- [Work instructions]: Output all records precisely as written.

━━━━━ Records for this exercise ━━━━━

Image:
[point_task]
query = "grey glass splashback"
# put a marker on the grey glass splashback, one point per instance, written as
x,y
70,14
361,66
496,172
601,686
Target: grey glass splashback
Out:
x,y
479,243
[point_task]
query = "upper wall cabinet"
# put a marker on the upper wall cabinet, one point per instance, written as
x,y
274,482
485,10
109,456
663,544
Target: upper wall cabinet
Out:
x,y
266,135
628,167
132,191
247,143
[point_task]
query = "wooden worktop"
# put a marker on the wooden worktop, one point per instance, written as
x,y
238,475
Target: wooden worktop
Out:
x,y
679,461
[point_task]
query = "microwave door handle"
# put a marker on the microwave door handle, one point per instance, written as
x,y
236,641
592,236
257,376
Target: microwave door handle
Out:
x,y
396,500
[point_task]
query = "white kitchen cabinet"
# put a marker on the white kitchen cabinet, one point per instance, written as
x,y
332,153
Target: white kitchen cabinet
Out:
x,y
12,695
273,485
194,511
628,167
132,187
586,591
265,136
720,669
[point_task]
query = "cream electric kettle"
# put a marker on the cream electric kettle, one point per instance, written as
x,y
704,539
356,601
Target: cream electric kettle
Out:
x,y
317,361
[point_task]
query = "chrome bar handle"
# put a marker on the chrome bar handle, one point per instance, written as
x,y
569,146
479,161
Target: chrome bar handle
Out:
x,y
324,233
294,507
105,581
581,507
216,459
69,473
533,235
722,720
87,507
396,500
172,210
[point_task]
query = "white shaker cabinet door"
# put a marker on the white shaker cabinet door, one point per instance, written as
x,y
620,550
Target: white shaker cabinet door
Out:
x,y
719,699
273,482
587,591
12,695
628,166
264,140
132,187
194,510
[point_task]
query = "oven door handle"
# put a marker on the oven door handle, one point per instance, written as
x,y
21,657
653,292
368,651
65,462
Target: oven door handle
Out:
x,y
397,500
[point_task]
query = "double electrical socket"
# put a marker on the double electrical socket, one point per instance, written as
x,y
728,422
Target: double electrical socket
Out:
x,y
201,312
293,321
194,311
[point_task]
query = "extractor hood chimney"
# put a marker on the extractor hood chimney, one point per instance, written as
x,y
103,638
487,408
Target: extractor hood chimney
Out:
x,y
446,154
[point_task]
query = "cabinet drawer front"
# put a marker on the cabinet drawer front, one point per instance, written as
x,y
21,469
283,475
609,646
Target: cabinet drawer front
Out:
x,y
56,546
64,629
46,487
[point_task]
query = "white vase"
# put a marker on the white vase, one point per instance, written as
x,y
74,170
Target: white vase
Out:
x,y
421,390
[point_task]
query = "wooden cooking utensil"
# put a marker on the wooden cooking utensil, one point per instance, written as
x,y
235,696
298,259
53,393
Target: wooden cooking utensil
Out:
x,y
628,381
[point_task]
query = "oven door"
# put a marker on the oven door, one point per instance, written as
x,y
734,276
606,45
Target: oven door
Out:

━━━━━

- [Result of this exercise]:
Image:
[point_task]
query = "grey glass splashback"
# put a marker on the grey glass splashback, one point per instance, written as
x,y
70,14
361,66
496,172
601,686
Target: grey glass splashback
Out:
x,y
479,243
[point_task]
query = "upper wall cabinet"
# put a marker on the upper wall cabinet, one point per instance, written as
x,y
274,482
485,10
109,456
663,544
Target: upper wall cabinet
Out:
x,y
266,135
628,167
132,191
247,143
[point_task]
query = "wooden worktop"
# put a marker on the wooden worktop, one point per instance, written as
x,y
238,475
Target: wooden worktop
Out:
x,y
679,461
[point_task]
query = "microwave door handle"
# put a marker on the microwave door handle, one point per instance, written as
x,y
236,641
592,236
257,376
Target: microwave door handle
Out:
x,y
396,500
[point_task]
query = "white kitchen cabinet"
# put a marker on the white kitchen cabinet, one point per instance, written as
x,y
332,153
Target: white kitchen cabinet
Out:
x,y
12,695
273,485
194,511
628,167
132,187
586,591
265,136
720,669
[point_task]
query = "cream electric kettle"
# put a marker on the cream electric kettle, one point per instance, written as
x,y
704,539
356,601
Target: cream electric kettle
Out:
x,y
317,361
[point_task]
query = "chrome bar handle"
# put a marker on the chrome bar handle, one point per instance, written as
x,y
569,146
479,161
Target: chrome bar handle
Out:
x,y
324,233
294,507
105,581
581,507
216,459
69,473
533,235
722,720
87,507
396,500
172,210
[point_task]
query = "white shaker cabinet door"
# put a marker on the white shaker cabinet door, one point per instance, written as
x,y
620,550
Target: white shaker cabinet door
Out:
x,y
719,699
273,482
587,591
12,695
628,166
264,140
132,187
194,510
[point_task]
query = "oven door handle"
# put a marker on the oven door handle, one point per instance, written as
x,y
21,657
653,292
368,651
65,462
Target: oven door handle
Out:
x,y
397,500
[point_task]
query = "double electrical socket"
# put a marker on the double electrical socket, one point per instance, written as
x,y
728,422
Target: double electrical socket
Out:
x,y
201,312
293,321
194,311
[point_task]
query = "extractor hood chimney"
# put a marker on the extractor hood chimney, one point per instance, written as
x,y
103,638
487,408
Target: extractor hood chimney
Out:
x,y
446,154
[point_task]
query = "cabinet drawer front"
# put a marker on the cabinet drawer front, one point per instance, written as
x,y
21,469
283,475
609,646
Target: cabinet drawer front
Out:
x,y
56,546
64,629
46,487
[point_task]
query = "white vase"
# put a marker on the white vase, one point per instance, written as
x,y
74,170
Target: white vase
Out:
x,y
421,390
[point_task]
query = "wooden cooking utensil"
# put a marker on the wooden cooking utensil, one point per instance, written as
x,y
235,696
298,259
53,393
Target: wooden cooking utensil
Out:
x,y
628,381
[point_task]
query = "oven door"
# put a marker on the oven door, one point per instance, written as
x,y
734,276
606,45
Target: oven door
Out:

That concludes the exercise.